# Work instruction A
In the announcement about the Qantas test case, why does the union's lawyer say that outsourcing the 2,000 jobs is unlawful under the Fair Work Act?
# Work instruction B
Update the part of the Qantas test case announcement starting with "The case follows" and going on through "jobs was unlawful.", replacing "ground staff" with "airport workers".

# Extract to read
Test case to be filed in the Federal Court to challenge unlawful outsourcing of Qantas workers

9 December 2020
Leading law firm Maurice Blackburn Lawyers will today file a test case for the Transport Workers Union (TWU) in the Federal Court seeking to overturn Qantas’ decision to outsource 2,000 workers, saying the decision is unlawful under the Fair Work Act.

The case follows Qantas’ recent announcement that it was outsourcing 2,000 ground staff and replacing them with insecure labour hire workers.

Maurice Blackburn Principal Josh Bornstein, who is acting for the TWU, said the case would test whether Qantas’ recent actions in sacking workers and outsourcing their jobs was unlawful.

“This legal challenge will put outsourcing on trial,” Mr Bornstein said.

“If Qantas can replace thousands of its employees with cheaper, insecure labour hire employees then this can happen to any other employee in any Australian workplace.  

“This important test case for the TWU will determine whether Qantas’ decision to sack 2,000 workers to outsource these jobs breaches workplace laws.

“The Fair Work Act makes clear that you can’t sack employees because they are entitled to collectively bargained employment conditions. By outsourcing this work, Qantas is seeking to avoid collective bargaining under the Fair Work Act.

“If the outsourcing proceeds, Qantas will no longer have to negotiate with the workers who perform the work. Instead Qantas will be able to unilaterally impose a price for the services of outsourced workers, and those outsourced workers will not be allowed to bargain with Qantas under current IR laws.

“The coronavirus pandemic has highlighted the plight of insecure labour hire and outsourced workers: they aren’t paid properly, they work in unsafe conditions and they are forced to scrounge a living working at multiple jobs. Qantas has decided to pour petrol onto that fire.

“This decision is bad for workers, customers and the Australian economy. More low wage, insecure jobs means less spending and more damage to a fragile economy. The only beneficiaries are big shareholders and Qantas executives,” he said.

# Source data
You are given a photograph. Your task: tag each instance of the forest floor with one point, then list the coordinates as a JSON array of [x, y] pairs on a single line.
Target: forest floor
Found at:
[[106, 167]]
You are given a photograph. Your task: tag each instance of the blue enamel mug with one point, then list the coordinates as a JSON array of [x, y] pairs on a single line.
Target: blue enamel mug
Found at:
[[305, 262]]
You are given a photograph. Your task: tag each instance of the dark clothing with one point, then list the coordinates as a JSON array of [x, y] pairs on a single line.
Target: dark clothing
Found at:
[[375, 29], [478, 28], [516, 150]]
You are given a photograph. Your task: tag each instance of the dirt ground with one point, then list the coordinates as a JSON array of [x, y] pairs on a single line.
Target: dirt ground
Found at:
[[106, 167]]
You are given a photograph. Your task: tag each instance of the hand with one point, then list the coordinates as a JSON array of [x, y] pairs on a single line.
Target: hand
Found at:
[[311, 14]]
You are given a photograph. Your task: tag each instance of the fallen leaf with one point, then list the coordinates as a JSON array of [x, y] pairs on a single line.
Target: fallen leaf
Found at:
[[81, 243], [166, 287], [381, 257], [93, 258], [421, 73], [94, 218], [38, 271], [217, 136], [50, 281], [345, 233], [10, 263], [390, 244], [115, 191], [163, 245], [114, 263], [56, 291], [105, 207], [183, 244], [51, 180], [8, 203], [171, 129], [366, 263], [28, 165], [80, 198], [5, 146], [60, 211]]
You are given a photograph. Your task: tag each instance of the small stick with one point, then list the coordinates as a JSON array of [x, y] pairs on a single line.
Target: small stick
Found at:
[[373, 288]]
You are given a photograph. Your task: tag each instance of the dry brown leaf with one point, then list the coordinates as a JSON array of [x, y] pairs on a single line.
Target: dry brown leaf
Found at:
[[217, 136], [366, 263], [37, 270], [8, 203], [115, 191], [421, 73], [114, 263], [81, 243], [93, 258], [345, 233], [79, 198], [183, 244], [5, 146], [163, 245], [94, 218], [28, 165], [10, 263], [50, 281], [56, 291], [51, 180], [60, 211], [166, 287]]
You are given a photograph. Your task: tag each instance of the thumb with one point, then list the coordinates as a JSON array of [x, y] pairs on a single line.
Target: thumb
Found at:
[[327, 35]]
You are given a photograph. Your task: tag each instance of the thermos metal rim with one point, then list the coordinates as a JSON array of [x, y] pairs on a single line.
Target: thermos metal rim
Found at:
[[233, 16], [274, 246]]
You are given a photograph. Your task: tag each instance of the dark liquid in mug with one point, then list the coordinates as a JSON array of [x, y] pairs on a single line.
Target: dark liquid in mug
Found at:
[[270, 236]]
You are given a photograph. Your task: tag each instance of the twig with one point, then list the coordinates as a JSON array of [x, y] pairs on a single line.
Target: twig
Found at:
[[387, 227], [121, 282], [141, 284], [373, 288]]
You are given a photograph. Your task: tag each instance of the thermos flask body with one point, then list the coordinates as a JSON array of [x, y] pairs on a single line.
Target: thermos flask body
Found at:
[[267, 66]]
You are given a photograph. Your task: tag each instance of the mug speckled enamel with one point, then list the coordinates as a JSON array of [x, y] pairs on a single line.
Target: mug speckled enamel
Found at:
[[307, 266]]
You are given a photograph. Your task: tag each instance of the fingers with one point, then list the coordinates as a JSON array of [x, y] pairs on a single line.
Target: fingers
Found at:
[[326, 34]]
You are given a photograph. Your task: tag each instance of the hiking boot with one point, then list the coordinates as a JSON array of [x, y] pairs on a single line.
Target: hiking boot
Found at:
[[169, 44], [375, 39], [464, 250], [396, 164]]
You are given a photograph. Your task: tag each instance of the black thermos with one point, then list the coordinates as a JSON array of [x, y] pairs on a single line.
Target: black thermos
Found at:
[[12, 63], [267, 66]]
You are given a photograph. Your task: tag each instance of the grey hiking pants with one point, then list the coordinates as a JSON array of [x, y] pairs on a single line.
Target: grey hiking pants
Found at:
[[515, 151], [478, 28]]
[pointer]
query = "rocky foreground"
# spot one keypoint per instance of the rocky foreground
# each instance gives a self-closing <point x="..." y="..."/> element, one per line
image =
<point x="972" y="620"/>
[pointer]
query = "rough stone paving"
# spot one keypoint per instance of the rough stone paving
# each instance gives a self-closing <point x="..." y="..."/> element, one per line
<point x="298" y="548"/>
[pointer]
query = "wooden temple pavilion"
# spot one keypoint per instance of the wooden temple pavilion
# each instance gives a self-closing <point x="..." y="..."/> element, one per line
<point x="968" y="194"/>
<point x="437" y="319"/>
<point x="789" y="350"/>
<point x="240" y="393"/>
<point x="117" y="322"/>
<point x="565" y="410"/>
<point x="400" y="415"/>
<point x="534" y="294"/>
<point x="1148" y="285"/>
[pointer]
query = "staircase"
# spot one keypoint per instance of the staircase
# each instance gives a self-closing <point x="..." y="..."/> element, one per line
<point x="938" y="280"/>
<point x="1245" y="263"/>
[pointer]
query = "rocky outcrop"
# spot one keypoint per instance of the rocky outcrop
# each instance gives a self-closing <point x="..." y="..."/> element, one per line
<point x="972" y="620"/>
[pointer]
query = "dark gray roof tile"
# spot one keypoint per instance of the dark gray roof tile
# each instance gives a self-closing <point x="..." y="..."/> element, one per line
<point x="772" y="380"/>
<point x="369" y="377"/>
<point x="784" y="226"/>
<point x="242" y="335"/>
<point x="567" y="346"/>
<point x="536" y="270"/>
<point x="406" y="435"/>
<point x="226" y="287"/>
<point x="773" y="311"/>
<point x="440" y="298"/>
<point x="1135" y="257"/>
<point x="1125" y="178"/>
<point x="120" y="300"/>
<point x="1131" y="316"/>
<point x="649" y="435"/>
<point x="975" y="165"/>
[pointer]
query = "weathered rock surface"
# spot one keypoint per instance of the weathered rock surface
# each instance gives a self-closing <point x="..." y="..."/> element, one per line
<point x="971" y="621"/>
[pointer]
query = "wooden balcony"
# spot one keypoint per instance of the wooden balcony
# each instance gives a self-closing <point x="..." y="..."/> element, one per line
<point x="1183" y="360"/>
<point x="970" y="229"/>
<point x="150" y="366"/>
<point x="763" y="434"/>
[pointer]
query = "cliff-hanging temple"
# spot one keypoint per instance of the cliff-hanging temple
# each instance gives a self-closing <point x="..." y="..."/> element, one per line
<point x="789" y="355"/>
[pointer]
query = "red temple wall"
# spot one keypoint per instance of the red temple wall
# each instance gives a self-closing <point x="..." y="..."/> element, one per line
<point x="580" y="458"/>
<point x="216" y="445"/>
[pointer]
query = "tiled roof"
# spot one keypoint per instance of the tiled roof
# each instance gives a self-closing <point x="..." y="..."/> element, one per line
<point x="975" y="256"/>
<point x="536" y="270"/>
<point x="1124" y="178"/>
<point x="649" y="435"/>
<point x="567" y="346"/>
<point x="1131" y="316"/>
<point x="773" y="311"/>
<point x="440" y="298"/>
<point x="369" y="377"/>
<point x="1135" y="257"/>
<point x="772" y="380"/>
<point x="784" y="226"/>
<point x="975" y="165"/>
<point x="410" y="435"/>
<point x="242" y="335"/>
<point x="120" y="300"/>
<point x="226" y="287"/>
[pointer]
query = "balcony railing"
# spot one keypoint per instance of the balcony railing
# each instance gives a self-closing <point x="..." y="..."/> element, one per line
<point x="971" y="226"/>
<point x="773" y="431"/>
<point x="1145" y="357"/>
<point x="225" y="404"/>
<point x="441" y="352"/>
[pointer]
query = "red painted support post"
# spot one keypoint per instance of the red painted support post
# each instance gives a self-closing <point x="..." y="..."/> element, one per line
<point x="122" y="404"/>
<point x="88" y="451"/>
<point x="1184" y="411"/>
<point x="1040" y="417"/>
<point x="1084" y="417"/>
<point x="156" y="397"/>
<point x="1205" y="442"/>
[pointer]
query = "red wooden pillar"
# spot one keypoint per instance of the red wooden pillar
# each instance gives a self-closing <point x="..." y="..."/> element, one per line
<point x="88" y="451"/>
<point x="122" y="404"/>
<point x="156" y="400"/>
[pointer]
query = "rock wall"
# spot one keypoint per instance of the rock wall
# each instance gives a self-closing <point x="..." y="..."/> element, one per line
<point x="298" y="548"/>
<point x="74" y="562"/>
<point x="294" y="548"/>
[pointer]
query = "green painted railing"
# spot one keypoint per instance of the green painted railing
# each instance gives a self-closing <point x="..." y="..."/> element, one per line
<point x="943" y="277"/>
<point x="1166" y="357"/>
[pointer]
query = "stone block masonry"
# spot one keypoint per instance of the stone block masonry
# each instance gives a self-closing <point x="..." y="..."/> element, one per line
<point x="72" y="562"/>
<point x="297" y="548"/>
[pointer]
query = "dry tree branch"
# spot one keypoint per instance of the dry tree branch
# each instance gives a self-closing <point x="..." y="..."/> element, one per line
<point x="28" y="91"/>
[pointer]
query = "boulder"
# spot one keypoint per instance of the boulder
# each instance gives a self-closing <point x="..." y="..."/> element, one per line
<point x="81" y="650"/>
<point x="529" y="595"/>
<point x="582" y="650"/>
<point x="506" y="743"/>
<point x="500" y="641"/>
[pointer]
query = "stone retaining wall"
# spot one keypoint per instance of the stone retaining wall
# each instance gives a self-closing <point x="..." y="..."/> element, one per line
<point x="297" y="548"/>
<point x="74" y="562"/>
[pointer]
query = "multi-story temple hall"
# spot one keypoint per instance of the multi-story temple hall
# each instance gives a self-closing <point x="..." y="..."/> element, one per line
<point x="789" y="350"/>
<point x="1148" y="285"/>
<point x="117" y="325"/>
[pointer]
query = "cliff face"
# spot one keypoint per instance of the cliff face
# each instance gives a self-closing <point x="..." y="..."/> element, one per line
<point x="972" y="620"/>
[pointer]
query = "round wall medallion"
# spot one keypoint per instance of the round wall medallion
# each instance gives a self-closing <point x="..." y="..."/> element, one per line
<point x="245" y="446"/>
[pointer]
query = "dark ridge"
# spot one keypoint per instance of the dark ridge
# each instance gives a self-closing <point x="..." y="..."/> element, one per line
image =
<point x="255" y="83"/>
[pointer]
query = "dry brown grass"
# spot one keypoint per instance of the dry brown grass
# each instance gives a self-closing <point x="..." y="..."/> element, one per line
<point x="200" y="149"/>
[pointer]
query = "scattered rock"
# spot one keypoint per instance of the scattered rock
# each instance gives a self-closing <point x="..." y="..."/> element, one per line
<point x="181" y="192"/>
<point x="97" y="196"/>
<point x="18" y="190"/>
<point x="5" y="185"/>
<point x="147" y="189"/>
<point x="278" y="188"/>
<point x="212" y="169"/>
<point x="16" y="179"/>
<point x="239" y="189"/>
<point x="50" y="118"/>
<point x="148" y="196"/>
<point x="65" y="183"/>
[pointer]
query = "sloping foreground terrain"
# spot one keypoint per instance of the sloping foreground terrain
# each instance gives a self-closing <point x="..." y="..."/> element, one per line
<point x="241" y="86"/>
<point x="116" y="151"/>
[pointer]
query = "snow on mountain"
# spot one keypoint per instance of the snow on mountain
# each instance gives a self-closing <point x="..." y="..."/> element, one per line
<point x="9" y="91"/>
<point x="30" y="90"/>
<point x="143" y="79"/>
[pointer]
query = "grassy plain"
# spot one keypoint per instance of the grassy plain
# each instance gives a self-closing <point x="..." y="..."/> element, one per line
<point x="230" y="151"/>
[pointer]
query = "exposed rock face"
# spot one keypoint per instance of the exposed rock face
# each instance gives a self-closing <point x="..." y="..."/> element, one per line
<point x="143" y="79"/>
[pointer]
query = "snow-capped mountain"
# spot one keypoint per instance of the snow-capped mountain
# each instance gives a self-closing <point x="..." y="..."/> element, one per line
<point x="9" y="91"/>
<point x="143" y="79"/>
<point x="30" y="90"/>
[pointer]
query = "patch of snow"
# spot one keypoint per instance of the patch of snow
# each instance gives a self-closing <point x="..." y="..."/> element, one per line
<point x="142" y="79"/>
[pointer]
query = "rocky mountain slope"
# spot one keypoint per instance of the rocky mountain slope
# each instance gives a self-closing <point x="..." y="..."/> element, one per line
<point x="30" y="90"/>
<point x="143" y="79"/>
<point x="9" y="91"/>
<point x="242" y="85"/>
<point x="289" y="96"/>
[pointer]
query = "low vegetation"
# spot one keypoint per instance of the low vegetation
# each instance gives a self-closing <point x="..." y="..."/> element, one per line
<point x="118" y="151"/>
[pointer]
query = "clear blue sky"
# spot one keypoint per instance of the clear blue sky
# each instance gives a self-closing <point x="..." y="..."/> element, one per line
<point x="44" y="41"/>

# Task solution A
The Fair Work Act makes clear that employees cannot be sacked because they are entitled to collectively bargained employment conditions. By outsourcing the work, Qantas is seeking to avoid collective bargaining under the Act. Once the work is outsourced, it would no longer have to negotiate with the workers who perform it.

# Task solution B
The case follows Qantas’ recent announcement that it was outsourcing 2,000 airport workers and replacing them with insecure labour hire workers.

Maurice Blackburn Principal Josh Bornstein, who is acting for the TWU, said the case would test whether Qantas’ recent actions in sacking workers and outsourcing their jobs was unlawful.